▶ [Ziele]:
1. Wo werden laut Till im Forumsthread zur MySQL-Rekonstruktion bei InnoDB standardmäßig alle Daten gespeichert?
2. Prüfe, ob die folgenden Aussagen mit dem Forumsthread zur MySQL-Rekonstruktion übereinstimmen, und belege jede Antwort mit einem wörtlichen Zitat: (a) Auch das Backup wurde beim Plattencrash zerstört. (b) Nach Till funktioniert der von Lobster beschriebene Weg auch bei InnoDB-Tabellen. (c) Als ersten Schritt nennt Till das Stoppen von MySQL.
3. Schreibe den Forumsthread zur MySQL-Rekonstruktion im Anschluss an seine letzte Zeile weiter.

▶ [Dokumentauszug]:
»»
# MySQL Datenbank aus Filesystem rekonstruiren ???



## Lobster (23. Okt. 2013)

Nach einem Plattencrash   und ebenfalls zerstörtem Backup, muß ich nach der Datenrettung wahrscheinlich einige Datenbanken aus dem Filesystem rekonstruiren (Tabellen MyIsam und vielle InnoDB)...
Ich versuche gerade folgenden Weg (noch erfolglos) auf dem neuen Server:


neue leere Datenbank anlegen (ist anderer User und anderer Name)
mysql server stoppen
inhalt des alten Datenbankordners in den der neuen Datenbank reinkopieren
Rechte auf mysql setzen
mysql server starten
leider klappt es so nicht...  in phpmyadmin hat die Datenbank keine Tabellen... hat jemand einen Tipp für mich ???


----------



## Till (23. Okt. 2013)

So wie Du es beschrieben hast geht das nur bei myisam. Bei innodb werden standardmäßig alle Daten in der globalen innodb Datei gespeichert. Am besten stellst Du das komplette /var/lib/mysql Verzeichnis im ganzen auf einem neuen Server wieder her.


----------



## Lobster (23. Okt. 2013)

du hast recht, das hatte ich übersehen...
das es dann user und dbs sind die es in ispconfig nicht gibt, ist ja letztlich egal weil ich ja mit root zugreifen kann... aber was passiert mit der ispconfig datenbank auf dem neuen Server, das wird doch besimmt probleme geben wenn ich da alles drüber spiele...
gibt es einen sicheren Weg auf dem neuen Zielserver (der ja jetzt schon neu aufgebaut ist) oder sollte man das auch einem völlig autarken leeren System machen ???


----------



## Till (24. Okt. 2013)

Ist das ispconfig noch leer? dann würde ich so vorgehen:

1) mysql stoppen.
2) mv /var/lib/mysql /var/lib/mysql_bak
3) /var/lib/mysql des alten servers nach /var/lib/mysql auf dem neuen server kopieren. Ggf, mit chown alles auf user und Gruppe mysql ändern.
««
▶ [Aufgeführte Daten]:
»»
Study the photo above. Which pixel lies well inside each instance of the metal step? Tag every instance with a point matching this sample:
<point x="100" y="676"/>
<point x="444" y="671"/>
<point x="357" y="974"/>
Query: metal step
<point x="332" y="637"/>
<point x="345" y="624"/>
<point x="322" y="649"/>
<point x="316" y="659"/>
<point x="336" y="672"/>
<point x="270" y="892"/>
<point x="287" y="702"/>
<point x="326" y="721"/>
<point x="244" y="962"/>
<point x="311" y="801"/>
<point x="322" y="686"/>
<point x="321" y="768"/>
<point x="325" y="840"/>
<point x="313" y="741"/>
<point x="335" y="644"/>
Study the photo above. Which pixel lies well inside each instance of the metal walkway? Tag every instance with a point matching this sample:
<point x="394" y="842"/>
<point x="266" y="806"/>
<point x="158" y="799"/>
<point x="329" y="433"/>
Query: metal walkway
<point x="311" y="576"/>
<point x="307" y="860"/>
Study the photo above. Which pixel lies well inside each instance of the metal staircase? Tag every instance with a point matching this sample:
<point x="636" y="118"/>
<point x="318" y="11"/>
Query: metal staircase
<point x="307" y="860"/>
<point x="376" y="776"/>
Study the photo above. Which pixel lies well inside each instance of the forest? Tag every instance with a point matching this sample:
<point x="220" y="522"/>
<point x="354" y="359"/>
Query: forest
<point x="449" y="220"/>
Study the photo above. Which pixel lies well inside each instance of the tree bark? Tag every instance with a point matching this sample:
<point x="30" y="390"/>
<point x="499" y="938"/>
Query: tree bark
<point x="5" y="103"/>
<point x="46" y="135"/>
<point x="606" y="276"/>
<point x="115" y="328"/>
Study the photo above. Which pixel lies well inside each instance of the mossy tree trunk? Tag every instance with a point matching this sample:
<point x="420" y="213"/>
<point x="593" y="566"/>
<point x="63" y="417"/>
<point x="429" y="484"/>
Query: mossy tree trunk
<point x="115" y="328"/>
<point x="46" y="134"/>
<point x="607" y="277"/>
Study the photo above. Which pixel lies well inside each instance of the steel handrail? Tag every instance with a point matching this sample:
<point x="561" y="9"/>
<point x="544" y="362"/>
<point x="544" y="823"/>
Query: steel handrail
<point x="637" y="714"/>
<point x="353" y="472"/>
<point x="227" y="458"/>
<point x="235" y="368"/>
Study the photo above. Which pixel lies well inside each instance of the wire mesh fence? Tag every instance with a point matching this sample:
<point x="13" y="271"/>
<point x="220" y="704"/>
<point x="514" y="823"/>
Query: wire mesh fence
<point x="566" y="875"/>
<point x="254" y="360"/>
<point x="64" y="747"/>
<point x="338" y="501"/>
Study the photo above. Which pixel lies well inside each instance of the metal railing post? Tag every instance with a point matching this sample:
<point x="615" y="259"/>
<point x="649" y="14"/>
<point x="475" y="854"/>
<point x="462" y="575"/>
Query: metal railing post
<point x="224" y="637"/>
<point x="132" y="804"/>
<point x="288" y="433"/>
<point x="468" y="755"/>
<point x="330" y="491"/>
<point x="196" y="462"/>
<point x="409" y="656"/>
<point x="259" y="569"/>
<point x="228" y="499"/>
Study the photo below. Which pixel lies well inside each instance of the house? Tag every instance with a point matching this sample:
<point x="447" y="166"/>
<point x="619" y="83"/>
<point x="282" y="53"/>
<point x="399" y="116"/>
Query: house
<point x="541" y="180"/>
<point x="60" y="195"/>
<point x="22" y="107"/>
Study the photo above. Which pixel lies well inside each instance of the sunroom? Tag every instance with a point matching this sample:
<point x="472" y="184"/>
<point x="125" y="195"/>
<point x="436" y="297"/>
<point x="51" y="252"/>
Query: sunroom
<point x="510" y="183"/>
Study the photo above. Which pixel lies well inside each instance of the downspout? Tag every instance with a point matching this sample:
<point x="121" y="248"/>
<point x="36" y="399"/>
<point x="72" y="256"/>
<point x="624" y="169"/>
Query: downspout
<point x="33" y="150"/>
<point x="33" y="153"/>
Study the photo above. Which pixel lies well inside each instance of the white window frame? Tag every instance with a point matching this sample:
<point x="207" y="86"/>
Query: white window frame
««
▶ [Antworten]:
1. In der globalen InnoDB-Datei.

2.
(a) Ja: „und ebenfalls zerstörtem Backup“
(b) Nein: „So wie Du es beschrieben hast geht das nur bei myisam.“
(c) Ja: „1) mysql stoppen.“

3.
4) wenn es debian doer ubuntu ist, dann /etc/mysql/debian.cnf auch auf den neuen server kopieren (Bestehende Datei sichern!).
5) Mysql starten.
6) Kopier das mysql passwort des ispconfig users in /usr/local/ispconfig/server/lib/config.inc.php raus, dan logge Dich in phpmyadmin ein und setze dieses Passwort für den User "ispconfig" in mysql, damit ispconfig wieder an seine db kommt.

jetzt solltest Du alle Datenbanken wieder funktionsfähig haben und auch in ispconfig müsste alles wieder da sein.

Falls Die ispconfig versionen unterschiedlich waren, lade ispconfig neu runter, gehe in in en install Ordner und rufe das update.php script auf, es wird die db Struktur von ispconfig anglechen.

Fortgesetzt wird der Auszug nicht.